In [1]:
import numpy as np
import pandas as pd
import matplotlib.pyplot as plt
import seaborn as sns

from sklearn.decomposition import PCA
from sklearn.preprocessing import FunctionTransformer
from sklearn.model_selection import train_test_split
from sklearn.linear_model import LogisticRegression
from sklearn.ensemble import RandomForestClassifier
from sklearn.metrics import accuracy_score, confusion_matrix
from sklearn.pipeline import Pipeline
from sklearn.neural_network import MLPClassifier

from time import time

pd.set_option('display.precision', 3)

prng = np.random.RandomState(20250324)

# Introduction to Neural networks

## Recap from last class: MNIST digits

In [None]:
# Load MNIST dataset from Keras
from tensorflow.keras.datasets import mnist

# Load data with predefined train/test split
(X_train_full, y_train_full), (X_test, y_test) = mnist.load_data()

# Look at the dimensions
print(f"X_train_full: {X_train_full.shape}")
print(f"y_train_full: {y_train_full.shape}")
print(f"X_test_full:  {X_test.shape}")
print(f"y_test_full:  {y_test.shape}")

fig, axs = plt.subplots(5, 5, figsize=(10,10))
for i, ax in enumerate(axs.flatten()):
    ax.imshow(X_train_full[i], cmap="binary")
    ax.axis("off")
    ax.set_title(f"Label: {y_train_full[i]}")
plt.tight_layout()
plt.show()

In [3]:
# Define preprocessing step: rescale and flatten
def preprocessImageData(X):
    return X.reshape(X.shape[0], -1) / 255

## Benchmark: logistic regression

[Note that regularization is applied by default.](https://arc.net/l/quote/ndorcdmu)

In [None]:
pipe_lr_full = Pipeline([
    ("preprocess", FunctionTransformer(preprocessImageData)),
    ("lr", LogisticRegression(max_iter=1000, random_state=prng))
])

time0 = time()
pipe_lr_full.fit(X_train_full, y_train_full)
time_full = time() - time0
print(f"Logistic regression on full data completed in {time_full:.2f} seconds")

** Data entries **
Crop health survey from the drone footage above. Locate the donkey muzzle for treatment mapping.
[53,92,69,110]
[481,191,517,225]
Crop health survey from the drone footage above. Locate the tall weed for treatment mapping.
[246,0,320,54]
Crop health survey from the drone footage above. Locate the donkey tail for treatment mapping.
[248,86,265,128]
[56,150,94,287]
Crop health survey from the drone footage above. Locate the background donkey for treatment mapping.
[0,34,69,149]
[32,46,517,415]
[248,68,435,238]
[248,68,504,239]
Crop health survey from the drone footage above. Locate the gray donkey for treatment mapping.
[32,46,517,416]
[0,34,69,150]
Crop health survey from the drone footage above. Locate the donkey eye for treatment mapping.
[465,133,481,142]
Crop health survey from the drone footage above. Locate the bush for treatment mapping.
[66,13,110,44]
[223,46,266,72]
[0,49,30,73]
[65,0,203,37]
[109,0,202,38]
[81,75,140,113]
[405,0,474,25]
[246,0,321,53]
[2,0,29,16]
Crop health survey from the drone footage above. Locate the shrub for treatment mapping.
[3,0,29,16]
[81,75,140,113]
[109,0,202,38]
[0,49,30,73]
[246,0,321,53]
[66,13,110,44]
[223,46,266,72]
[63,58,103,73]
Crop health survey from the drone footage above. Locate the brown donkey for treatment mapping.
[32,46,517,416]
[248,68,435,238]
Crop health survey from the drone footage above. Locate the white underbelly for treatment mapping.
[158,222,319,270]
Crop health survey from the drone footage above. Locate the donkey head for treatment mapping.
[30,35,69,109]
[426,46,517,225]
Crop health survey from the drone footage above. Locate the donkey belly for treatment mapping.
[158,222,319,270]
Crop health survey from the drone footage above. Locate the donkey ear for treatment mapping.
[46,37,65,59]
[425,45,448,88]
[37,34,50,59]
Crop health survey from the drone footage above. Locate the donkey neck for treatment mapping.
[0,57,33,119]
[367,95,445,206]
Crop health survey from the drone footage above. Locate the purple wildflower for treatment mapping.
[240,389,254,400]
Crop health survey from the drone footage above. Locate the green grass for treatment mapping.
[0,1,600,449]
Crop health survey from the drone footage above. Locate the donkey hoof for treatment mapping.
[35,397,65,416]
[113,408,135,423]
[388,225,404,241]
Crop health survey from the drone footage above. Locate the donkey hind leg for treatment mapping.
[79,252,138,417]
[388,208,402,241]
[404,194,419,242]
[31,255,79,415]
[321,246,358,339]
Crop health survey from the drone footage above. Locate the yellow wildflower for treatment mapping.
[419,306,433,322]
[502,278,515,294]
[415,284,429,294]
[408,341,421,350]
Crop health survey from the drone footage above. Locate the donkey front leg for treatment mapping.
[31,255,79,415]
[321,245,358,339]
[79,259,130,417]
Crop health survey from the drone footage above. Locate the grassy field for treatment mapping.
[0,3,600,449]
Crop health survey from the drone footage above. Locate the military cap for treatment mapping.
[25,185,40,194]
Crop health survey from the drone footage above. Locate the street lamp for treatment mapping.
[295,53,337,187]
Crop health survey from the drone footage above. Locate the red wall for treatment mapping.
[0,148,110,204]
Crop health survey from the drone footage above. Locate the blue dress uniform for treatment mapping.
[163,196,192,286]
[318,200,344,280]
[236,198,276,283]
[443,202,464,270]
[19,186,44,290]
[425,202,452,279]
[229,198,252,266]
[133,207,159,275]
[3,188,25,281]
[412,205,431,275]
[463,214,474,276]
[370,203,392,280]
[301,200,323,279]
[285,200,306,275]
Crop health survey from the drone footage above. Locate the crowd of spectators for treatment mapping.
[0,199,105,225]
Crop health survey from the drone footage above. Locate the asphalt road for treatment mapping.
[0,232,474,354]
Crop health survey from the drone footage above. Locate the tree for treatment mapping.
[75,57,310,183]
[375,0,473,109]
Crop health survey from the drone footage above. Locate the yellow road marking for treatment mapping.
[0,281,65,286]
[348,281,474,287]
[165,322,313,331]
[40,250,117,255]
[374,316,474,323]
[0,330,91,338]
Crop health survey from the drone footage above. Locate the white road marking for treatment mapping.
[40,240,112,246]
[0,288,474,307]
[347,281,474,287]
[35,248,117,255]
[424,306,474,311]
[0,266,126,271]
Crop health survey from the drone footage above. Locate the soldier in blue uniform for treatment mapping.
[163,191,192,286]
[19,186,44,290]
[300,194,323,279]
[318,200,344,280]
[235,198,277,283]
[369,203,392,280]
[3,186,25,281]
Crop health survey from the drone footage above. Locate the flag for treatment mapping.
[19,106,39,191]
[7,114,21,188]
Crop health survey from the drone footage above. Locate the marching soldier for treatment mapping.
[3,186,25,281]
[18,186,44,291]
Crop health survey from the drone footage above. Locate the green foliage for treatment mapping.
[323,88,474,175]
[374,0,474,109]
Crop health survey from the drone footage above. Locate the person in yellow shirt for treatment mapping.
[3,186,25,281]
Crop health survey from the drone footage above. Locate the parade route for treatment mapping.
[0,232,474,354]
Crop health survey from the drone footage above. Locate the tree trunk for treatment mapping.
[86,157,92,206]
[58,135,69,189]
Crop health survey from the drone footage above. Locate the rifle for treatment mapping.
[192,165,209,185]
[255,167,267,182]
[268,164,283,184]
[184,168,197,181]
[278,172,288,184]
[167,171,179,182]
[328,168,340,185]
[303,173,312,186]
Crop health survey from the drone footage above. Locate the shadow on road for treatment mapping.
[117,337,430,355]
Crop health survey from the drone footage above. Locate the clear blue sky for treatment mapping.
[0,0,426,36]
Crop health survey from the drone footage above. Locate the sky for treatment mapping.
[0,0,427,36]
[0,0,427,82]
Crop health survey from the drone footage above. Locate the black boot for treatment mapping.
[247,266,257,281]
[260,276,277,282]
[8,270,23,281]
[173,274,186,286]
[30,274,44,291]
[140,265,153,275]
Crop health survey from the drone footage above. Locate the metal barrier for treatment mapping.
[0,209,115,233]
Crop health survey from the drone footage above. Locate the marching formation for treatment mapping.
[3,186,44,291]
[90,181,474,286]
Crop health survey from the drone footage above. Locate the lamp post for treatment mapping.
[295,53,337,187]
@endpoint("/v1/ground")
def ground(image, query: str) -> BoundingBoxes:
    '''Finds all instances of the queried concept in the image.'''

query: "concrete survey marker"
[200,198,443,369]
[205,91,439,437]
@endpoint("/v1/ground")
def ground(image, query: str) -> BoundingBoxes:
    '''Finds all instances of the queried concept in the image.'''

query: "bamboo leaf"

* * *

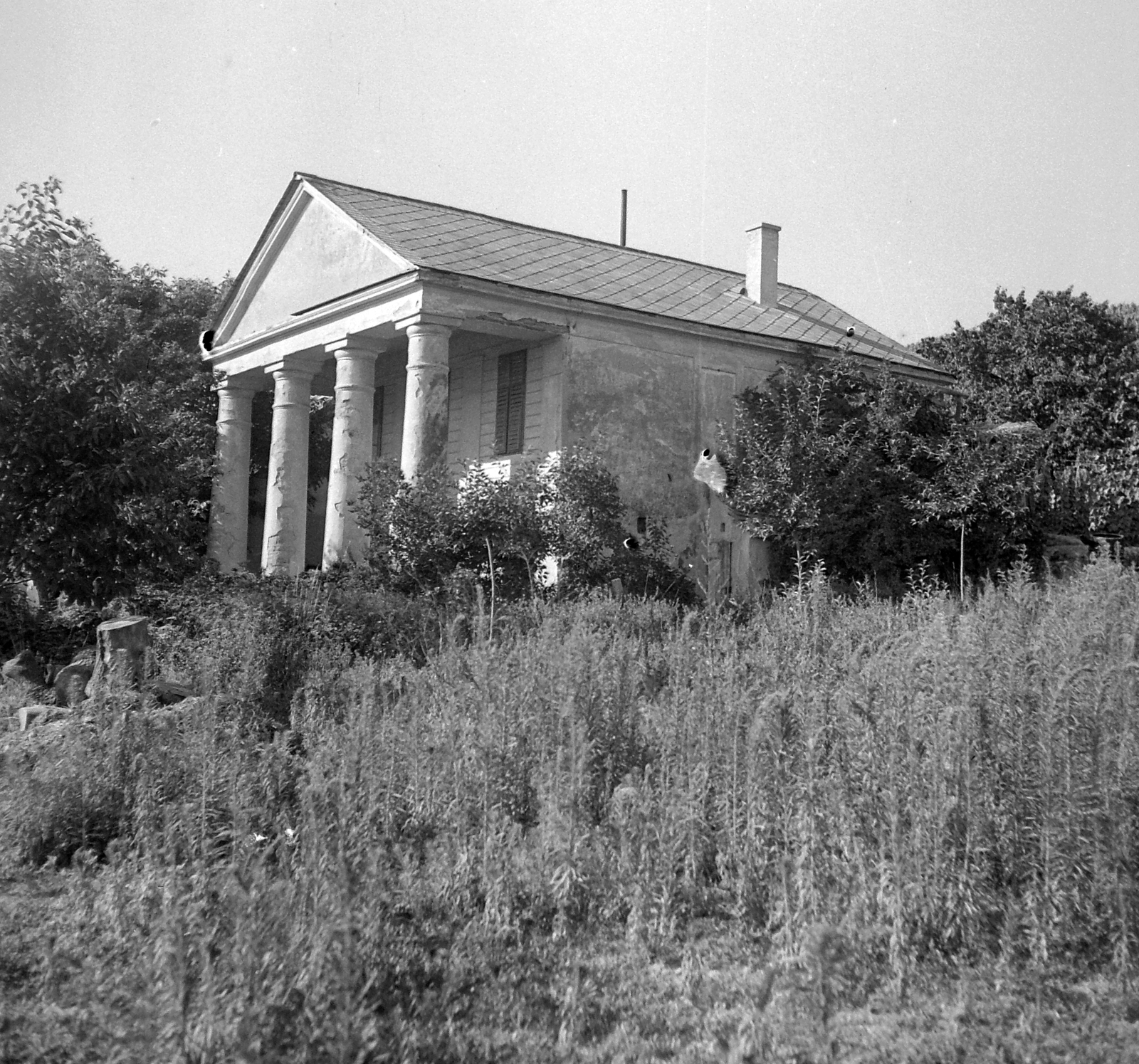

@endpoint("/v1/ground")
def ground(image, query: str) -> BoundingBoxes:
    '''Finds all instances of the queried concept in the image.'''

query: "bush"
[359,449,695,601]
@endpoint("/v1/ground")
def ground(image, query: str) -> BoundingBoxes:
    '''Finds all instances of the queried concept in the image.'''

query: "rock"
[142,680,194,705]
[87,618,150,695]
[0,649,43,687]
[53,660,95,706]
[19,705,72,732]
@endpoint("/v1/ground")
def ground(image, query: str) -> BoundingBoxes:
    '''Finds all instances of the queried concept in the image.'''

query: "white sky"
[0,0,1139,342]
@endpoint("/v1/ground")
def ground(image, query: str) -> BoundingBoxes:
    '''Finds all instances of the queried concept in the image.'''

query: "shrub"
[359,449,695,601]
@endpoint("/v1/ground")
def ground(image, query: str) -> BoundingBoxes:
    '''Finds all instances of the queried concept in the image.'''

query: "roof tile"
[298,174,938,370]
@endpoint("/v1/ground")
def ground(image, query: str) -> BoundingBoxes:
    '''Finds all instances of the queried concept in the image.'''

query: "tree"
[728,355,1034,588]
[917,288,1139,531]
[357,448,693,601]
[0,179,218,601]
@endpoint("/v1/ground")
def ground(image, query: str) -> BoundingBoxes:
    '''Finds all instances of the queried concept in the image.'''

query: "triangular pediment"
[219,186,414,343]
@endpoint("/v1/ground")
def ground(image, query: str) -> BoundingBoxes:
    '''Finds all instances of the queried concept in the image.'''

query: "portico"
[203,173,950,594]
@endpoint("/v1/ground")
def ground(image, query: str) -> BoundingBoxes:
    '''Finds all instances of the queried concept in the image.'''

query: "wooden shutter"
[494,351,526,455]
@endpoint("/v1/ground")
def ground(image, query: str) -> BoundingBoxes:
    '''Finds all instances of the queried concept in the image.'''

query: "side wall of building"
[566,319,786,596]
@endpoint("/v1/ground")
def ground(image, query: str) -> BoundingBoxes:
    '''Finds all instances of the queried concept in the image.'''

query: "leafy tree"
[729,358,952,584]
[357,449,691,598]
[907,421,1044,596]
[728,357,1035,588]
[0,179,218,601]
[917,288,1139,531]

** Problems and tasks **
a – In the MNIST notebook, what value is passed as max_iter to the logistic regression?
b – Extend the MNIST notebook from the point where it stops.

** Task responses **
a – 1000

b –
pipe_lr_pca = Pipeline([
    ("preprocess", FunctionTransformer(preprocessImageData)),
    ("pca", PCA(n_components=0.95)),
    ("lr", LogisticRegression(max_iter=1000, random_state=prng))
])

time0 = time()
pipe_lr_pca.fit(X_train_full, y_train_full)
time_pca = time() - time0
print(f"Logistic regression on PCA data completed in {time_pca:.2f} seconds")

In [None]:
# Compare performance metrics
performance_summary_data = {
    'Metric': ['Dimensions', 'Fit time', 'Accuracy (training)', 'Accuracy (validation)'],
    'Full data': [pipe_lr_full['lr'].n_features_in_, time_full, pipe_lr_full.score(X_train_full, y_train_full), pipe_lr_full.score(X_test, y_test)],
    'PCA': [pipe_lr_pca['lr'].n_features_in_, time_pca, pipe_lr_pca.score(X_train_full, y_train_full), pipe_lr_pca.score(X_test, y_test)],
}
performance_summary_df = pd.DataFrame(performance_summary_data)
print(performance_summary_df)

### Combine unsupervised and supervised learning methods: impact of PC components on performance metrics

In [6]:
# Decrease the data to quicken up computation (split should be preserved across notebooks)
X_train, X_val, y_train, y_val = train_test_split(X_train_full, y_train_full, train_size=10000, random_state=20250324, stratify=y_train_full)

In [7]:
# Try different numbers of PCA components to see impact on accuracy
pca_components = [5, 10, 20, 30, 50, 75, 100, 150, 200, 400, 784]
accuracies = []
val_accuracies = []
times = []

# Scale separately (so that it should not run again and again)
X_scaled = pipe_lr_pca['preprocess'].transform(X_train)
X_scaled_val = pipe_lr_pca['preprocess'].transform(X_val)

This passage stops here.